-------- Data for this task --------

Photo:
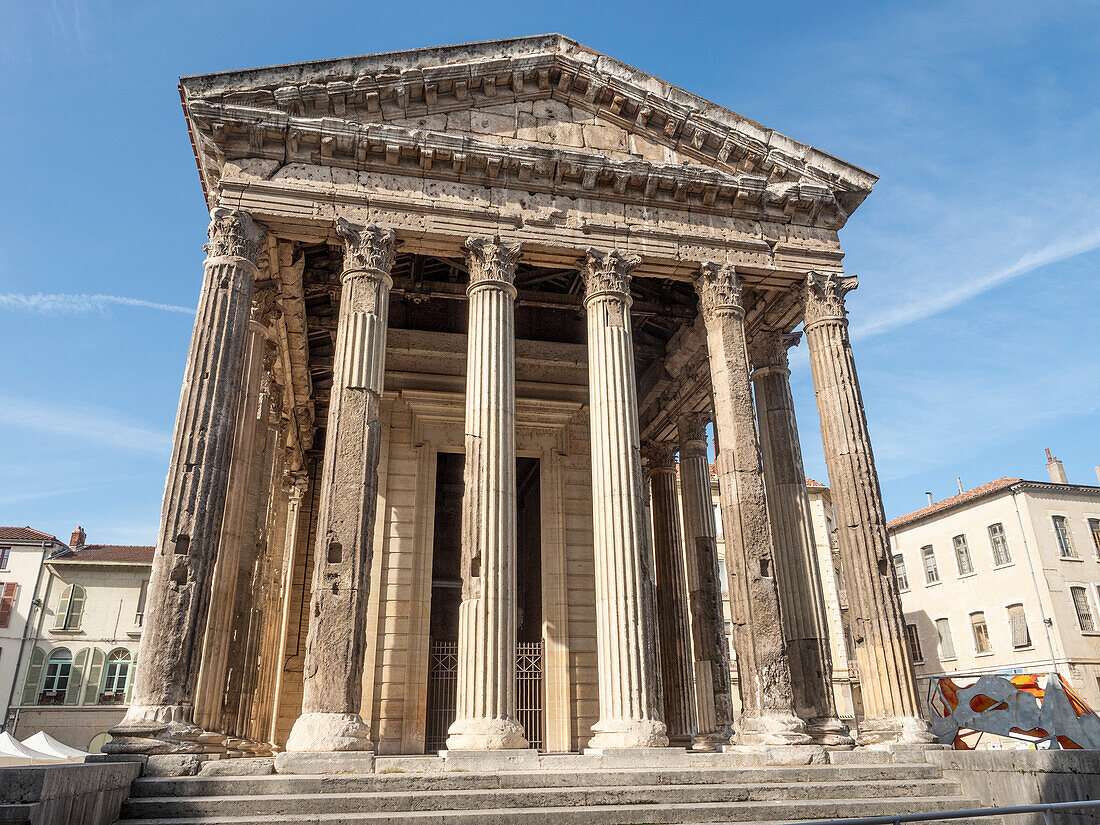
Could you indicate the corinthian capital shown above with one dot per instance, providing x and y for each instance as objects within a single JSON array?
[
  {"x": 768, "y": 349},
  {"x": 233, "y": 233},
  {"x": 824, "y": 296},
  {"x": 607, "y": 272},
  {"x": 366, "y": 248},
  {"x": 660, "y": 457},
  {"x": 719, "y": 289},
  {"x": 491, "y": 259},
  {"x": 691, "y": 430}
]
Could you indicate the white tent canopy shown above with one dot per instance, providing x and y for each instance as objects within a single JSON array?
[
  {"x": 45, "y": 744},
  {"x": 13, "y": 752}
]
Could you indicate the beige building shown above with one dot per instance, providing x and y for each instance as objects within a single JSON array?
[
  {"x": 454, "y": 301},
  {"x": 22, "y": 553},
  {"x": 76, "y": 673},
  {"x": 1004, "y": 579},
  {"x": 845, "y": 677}
]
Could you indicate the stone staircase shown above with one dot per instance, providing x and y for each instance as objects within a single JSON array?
[{"x": 708, "y": 792}]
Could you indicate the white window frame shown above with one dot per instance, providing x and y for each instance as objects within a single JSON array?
[
  {"x": 1073, "y": 554},
  {"x": 992, "y": 546},
  {"x": 965, "y": 547}
]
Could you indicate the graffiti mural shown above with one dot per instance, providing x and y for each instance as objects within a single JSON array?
[{"x": 1036, "y": 708}]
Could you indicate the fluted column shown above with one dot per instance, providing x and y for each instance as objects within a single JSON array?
[
  {"x": 296, "y": 482},
  {"x": 886, "y": 672},
  {"x": 626, "y": 635},
  {"x": 714, "y": 702},
  {"x": 209, "y": 691},
  {"x": 765, "y": 675},
  {"x": 486, "y": 679},
  {"x": 337, "y": 639},
  {"x": 673, "y": 628},
  {"x": 161, "y": 715},
  {"x": 796, "y": 569}
]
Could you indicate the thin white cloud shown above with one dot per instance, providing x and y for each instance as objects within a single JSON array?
[
  {"x": 76, "y": 304},
  {"x": 938, "y": 300},
  {"x": 85, "y": 422}
]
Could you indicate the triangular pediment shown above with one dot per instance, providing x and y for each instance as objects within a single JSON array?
[{"x": 531, "y": 94}]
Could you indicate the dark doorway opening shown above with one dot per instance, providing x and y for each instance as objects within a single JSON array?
[{"x": 447, "y": 595}]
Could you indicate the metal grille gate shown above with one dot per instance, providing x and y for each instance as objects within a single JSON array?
[{"x": 443, "y": 683}]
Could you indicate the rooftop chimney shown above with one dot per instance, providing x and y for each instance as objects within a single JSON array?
[{"x": 1055, "y": 469}]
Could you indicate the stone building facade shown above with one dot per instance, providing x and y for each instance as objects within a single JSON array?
[
  {"x": 1004, "y": 579},
  {"x": 461, "y": 309}
]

--------

#### What the task asks:
Copy all of the entries verbatim, leaving out any pictures they contain.

#### Exercise result:
Photo:
Could you indicate the corinthian capital shown above with one dot per instance, providing x and y for each instance as objects within a single JSON array?
[
  {"x": 768, "y": 349},
  {"x": 233, "y": 233},
  {"x": 824, "y": 296},
  {"x": 607, "y": 272},
  {"x": 366, "y": 248},
  {"x": 660, "y": 457},
  {"x": 719, "y": 289},
  {"x": 491, "y": 259},
  {"x": 691, "y": 430}
]
Could you indicate the white tent canopy shown above with one dot per instance, providing x and y for each instance as objects within a single JSON array?
[
  {"x": 45, "y": 744},
  {"x": 13, "y": 752}
]
Could you indicate the beige building shown above with one dot per instance, providing x and y for each instance as objects within a single JSON array?
[
  {"x": 454, "y": 301},
  {"x": 22, "y": 553},
  {"x": 76, "y": 673},
  {"x": 1004, "y": 579},
  {"x": 845, "y": 677}
]
Could you indicate the stone staircase shown above with one dot per instance, providing x and y for each instance as objects within a single JSON array?
[{"x": 708, "y": 792}]
Could you indicate the white window frame shown above with one dot per instance, providing x and y for each instance as objects within a single JSON array?
[
  {"x": 1073, "y": 554},
  {"x": 992, "y": 546},
  {"x": 965, "y": 547}
]
Could you indicate the graffiti mural shown above with one dot per instance, providing x and y for each instance as objects within a single JSON array?
[{"x": 1036, "y": 708}]
Could you indicate the fluted column shown above with one dot per instance, providing x and y for each instance as objects within a single JSON array?
[
  {"x": 296, "y": 482},
  {"x": 886, "y": 672},
  {"x": 626, "y": 635},
  {"x": 714, "y": 702},
  {"x": 209, "y": 691},
  {"x": 765, "y": 675},
  {"x": 486, "y": 679},
  {"x": 337, "y": 639},
  {"x": 673, "y": 628},
  {"x": 161, "y": 715},
  {"x": 796, "y": 569}
]
Could you indicate the thin white cloud shown above with one dot per instance, providing x and y for each instance as objects within a single JSON array?
[
  {"x": 76, "y": 304},
  {"x": 938, "y": 300},
  {"x": 85, "y": 422}
]
Could you indicate the triangular pediment shown above with one dot per instance, providing x and y for each instance as objects within a single JSON array?
[{"x": 531, "y": 94}]
Could you indicate the dark doorway opening shown above with one dot per instance, providing x and y for each instance as objects within a single JSON array?
[{"x": 447, "y": 595}]
Could you indicate the metal grille gate shown above with one dot per instance, providing x and y for each instance as objects within a single JSON array?
[{"x": 443, "y": 683}]
Could you indicate the rooftop chimney shown above with one dot per instance, providing x and y for each instance as objects within a single JSON array?
[{"x": 1055, "y": 469}]
Could you indicate the stone building facade shown above with one dot per instance, providing x and y for each instance as objects within a single JSON array?
[
  {"x": 1004, "y": 579},
  {"x": 461, "y": 309}
]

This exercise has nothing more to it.